*Aim*.
From the material below, pull out every line that contains the string "tent". Case counts.

(Position annotation records)
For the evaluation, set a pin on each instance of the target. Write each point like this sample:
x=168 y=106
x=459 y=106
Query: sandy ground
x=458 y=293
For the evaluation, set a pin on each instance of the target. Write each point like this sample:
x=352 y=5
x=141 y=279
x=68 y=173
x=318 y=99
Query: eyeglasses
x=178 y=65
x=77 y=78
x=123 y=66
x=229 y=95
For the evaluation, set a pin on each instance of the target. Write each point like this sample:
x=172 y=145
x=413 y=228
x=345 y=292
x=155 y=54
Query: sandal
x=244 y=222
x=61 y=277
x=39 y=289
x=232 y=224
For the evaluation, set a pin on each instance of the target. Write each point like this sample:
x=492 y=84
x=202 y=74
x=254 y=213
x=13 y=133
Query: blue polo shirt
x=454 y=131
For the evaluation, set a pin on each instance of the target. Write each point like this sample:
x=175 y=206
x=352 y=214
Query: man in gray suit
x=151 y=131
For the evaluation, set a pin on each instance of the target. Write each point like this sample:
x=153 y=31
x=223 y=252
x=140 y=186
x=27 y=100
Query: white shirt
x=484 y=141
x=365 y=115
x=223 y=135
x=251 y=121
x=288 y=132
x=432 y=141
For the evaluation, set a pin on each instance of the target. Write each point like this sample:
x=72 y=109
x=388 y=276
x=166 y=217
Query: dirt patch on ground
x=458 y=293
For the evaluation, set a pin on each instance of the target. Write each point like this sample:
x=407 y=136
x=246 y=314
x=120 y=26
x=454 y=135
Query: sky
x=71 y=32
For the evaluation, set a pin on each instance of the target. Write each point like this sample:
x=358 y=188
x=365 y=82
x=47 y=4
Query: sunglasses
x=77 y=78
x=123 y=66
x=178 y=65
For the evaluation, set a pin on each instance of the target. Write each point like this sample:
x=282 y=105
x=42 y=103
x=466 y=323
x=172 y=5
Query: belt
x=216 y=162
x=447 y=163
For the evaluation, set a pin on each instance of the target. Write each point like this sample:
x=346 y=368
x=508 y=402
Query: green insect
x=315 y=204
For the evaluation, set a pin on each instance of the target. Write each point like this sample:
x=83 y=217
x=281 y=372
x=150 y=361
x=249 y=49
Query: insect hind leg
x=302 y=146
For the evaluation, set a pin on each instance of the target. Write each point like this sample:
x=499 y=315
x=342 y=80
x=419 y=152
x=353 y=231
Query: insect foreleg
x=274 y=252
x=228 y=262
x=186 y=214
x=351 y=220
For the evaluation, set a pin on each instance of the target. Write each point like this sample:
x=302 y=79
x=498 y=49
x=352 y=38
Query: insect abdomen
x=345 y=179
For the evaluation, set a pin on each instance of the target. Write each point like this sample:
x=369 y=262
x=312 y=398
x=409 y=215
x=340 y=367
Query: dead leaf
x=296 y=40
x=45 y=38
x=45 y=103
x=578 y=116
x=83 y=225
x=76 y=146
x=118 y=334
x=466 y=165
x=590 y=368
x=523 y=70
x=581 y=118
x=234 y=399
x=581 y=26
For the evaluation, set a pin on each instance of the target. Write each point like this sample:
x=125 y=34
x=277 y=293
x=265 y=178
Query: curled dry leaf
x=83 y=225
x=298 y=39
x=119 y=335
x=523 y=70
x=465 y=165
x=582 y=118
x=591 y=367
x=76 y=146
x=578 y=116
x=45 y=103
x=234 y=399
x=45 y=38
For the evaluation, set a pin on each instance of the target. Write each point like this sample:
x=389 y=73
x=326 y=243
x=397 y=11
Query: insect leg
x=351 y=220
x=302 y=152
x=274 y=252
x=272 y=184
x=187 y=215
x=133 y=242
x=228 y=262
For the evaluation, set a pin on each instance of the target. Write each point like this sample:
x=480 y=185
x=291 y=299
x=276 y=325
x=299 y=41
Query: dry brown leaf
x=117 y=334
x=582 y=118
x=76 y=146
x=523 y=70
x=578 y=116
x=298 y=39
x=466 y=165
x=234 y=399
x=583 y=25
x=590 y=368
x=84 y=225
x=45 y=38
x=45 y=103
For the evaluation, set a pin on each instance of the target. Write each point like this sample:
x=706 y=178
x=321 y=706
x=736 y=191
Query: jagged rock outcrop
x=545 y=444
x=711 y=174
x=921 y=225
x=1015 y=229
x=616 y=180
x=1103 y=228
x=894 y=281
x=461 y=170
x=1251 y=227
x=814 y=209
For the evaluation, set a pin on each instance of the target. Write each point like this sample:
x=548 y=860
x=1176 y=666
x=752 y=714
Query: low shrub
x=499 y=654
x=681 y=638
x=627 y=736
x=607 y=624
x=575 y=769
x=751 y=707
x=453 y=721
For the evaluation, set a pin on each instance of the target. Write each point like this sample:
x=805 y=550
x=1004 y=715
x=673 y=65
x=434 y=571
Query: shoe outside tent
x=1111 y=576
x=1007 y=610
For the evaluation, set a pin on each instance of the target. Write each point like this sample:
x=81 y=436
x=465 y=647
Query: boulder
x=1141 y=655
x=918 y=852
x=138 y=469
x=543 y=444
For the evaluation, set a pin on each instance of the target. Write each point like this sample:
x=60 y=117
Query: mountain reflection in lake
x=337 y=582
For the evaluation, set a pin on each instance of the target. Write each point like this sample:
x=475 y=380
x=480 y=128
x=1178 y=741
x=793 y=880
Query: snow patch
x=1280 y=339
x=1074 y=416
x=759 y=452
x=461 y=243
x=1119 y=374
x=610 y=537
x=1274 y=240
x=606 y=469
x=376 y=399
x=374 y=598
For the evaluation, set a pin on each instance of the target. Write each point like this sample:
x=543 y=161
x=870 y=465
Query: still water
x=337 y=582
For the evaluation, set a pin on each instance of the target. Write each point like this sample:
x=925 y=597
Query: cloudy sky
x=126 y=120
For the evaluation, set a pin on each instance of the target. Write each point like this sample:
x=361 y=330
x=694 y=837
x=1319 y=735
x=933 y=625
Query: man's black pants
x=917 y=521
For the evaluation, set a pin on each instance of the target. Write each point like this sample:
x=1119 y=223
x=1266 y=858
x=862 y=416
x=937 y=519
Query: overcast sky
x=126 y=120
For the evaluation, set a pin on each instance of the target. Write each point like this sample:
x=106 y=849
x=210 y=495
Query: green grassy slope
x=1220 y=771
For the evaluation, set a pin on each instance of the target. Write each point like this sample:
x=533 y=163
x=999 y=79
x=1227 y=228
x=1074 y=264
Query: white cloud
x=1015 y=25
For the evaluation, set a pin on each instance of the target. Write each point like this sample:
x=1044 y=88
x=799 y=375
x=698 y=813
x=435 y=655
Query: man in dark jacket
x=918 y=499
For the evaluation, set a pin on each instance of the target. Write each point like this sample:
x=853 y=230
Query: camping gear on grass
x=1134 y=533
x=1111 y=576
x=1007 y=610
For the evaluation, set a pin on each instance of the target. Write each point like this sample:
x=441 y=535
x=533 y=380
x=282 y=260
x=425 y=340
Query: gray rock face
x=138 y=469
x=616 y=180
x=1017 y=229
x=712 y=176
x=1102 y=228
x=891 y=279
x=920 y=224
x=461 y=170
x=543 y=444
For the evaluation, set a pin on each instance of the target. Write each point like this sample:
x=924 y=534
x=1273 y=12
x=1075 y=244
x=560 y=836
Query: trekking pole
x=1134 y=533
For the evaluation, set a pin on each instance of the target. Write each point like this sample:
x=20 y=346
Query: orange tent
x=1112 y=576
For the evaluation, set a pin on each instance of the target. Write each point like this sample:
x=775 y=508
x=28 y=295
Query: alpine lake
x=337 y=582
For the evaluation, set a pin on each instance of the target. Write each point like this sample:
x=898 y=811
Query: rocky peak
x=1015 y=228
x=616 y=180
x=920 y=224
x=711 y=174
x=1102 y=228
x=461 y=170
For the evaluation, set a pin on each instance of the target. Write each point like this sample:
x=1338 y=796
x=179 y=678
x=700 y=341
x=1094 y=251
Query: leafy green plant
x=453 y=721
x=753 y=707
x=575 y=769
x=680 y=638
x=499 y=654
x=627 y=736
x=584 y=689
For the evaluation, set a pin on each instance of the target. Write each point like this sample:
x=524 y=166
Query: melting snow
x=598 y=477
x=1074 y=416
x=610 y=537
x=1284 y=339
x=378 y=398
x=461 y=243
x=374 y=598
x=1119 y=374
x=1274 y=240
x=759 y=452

*Result for this task*.
Query: shoe outside tent
Query: orange tent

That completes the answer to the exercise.